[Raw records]
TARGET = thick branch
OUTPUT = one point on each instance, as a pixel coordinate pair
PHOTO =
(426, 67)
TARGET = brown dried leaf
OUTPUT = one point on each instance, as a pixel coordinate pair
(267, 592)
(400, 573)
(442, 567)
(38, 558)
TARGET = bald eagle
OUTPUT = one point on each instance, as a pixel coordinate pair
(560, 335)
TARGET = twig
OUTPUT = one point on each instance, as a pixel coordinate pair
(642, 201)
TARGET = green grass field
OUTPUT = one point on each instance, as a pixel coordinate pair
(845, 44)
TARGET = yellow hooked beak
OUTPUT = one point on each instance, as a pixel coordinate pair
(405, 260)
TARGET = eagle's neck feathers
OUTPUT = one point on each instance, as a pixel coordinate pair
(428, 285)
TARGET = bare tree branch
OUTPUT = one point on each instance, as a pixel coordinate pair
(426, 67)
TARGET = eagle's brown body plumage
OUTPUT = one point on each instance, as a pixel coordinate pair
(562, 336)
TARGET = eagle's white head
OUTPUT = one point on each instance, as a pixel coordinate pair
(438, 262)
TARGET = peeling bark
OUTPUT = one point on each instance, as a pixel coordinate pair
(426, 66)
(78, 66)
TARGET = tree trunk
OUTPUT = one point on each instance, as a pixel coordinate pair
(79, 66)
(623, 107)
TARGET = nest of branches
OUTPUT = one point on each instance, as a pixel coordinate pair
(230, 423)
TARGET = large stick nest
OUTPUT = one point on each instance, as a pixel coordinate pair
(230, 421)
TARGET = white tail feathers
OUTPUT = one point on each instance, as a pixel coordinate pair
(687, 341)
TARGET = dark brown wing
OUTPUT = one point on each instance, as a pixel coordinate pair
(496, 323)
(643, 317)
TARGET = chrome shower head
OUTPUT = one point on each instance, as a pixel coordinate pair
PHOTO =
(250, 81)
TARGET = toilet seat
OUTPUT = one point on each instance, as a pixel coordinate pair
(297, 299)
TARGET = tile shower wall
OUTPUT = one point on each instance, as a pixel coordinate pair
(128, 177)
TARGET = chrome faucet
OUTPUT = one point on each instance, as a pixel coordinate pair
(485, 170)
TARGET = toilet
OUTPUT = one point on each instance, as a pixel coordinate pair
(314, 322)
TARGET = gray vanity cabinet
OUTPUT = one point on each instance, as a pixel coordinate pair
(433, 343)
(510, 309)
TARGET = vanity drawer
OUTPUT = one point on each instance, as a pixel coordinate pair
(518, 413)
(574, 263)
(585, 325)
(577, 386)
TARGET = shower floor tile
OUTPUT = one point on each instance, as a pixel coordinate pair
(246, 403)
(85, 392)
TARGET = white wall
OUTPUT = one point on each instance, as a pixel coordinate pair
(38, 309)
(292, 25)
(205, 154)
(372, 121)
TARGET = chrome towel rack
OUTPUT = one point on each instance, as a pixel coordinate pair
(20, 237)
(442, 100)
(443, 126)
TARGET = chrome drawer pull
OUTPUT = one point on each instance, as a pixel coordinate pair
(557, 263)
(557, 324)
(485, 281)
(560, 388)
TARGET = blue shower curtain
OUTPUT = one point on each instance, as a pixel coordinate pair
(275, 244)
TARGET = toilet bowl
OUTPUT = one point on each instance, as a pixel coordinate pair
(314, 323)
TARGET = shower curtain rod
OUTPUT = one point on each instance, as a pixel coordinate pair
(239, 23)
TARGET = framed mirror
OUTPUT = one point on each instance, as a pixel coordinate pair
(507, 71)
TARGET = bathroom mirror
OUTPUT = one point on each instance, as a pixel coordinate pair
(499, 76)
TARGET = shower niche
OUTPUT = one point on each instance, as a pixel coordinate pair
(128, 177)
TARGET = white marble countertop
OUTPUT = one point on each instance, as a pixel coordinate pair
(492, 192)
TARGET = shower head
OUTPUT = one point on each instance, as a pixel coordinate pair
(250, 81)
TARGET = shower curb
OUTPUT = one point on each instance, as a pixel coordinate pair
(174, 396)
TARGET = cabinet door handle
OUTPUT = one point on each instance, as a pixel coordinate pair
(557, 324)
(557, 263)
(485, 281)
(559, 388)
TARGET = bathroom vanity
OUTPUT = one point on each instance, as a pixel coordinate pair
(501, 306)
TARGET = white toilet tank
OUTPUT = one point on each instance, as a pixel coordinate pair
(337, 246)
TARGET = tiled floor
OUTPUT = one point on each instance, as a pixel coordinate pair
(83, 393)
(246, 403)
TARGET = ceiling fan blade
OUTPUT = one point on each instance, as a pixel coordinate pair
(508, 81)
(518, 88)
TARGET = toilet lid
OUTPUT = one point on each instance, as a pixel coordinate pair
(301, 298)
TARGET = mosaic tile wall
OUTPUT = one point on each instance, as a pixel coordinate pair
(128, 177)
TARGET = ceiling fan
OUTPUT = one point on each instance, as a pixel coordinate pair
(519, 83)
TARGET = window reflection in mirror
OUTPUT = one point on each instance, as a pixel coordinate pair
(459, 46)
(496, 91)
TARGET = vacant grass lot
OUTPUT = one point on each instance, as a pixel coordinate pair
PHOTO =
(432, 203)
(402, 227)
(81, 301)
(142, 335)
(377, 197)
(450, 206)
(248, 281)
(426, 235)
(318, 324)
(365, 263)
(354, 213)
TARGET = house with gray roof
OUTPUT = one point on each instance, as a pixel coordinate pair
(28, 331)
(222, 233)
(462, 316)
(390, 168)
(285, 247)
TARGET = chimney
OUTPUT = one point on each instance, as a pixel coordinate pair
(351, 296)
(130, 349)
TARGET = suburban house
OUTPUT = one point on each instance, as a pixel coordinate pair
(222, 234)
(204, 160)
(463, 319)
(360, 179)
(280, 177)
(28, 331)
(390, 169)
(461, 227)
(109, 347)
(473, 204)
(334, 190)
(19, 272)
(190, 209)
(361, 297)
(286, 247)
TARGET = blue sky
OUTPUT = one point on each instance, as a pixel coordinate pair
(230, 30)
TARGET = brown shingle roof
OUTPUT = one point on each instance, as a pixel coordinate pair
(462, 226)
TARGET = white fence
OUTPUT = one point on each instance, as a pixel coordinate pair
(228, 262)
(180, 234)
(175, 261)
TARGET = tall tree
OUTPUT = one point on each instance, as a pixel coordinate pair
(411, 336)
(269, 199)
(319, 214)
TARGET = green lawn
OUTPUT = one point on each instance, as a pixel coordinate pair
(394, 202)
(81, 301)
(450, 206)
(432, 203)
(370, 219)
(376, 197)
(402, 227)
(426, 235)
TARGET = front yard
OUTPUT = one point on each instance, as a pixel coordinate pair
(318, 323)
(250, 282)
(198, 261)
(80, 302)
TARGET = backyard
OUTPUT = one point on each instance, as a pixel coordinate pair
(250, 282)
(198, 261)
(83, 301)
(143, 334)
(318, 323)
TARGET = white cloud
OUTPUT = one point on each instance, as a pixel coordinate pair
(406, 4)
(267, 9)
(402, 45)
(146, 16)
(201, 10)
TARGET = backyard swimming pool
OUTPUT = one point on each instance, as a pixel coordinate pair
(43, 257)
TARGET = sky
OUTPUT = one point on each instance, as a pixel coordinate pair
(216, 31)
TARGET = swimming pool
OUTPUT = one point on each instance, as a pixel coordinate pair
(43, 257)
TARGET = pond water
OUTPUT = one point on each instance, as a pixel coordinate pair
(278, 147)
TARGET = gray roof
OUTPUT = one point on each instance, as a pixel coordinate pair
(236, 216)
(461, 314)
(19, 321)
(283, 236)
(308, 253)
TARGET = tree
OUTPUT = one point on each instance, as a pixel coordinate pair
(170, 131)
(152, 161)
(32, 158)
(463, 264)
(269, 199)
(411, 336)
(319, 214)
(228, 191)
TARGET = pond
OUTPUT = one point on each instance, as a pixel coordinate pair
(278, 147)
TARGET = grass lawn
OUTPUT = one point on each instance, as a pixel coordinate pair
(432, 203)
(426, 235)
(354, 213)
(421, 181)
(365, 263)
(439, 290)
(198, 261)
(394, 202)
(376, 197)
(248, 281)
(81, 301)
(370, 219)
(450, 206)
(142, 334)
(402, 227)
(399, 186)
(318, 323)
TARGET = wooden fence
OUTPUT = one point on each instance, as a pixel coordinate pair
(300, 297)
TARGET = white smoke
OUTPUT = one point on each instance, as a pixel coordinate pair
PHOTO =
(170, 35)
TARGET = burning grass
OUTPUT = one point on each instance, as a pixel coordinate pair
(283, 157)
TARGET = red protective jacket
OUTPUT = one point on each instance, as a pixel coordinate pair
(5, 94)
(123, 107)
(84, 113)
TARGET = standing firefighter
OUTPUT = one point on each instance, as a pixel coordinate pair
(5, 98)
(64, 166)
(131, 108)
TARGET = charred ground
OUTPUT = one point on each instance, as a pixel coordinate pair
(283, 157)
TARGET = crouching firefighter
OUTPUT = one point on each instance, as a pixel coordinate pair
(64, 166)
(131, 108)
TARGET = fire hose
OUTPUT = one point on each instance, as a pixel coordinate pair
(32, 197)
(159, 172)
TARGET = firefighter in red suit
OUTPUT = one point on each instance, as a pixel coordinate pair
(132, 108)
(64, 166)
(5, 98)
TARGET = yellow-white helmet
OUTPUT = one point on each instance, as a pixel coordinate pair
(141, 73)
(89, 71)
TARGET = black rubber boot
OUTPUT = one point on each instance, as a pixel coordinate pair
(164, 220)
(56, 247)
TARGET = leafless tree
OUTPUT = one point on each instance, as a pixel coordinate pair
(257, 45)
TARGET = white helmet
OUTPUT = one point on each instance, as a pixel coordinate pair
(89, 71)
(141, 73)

TASK GOAL. Reproduce verbatim the stretch of the data from the line containing "TARGET = leafless tree" through the final line.

TASK OUTPUT.
TARGET = leafless tree
OUTPUT = one point on each instance, as a pixel coordinate pair
(257, 45)
TARGET = white helmet
OUTPUT = one point on each instance, as a pixel coordinate pair
(89, 71)
(141, 73)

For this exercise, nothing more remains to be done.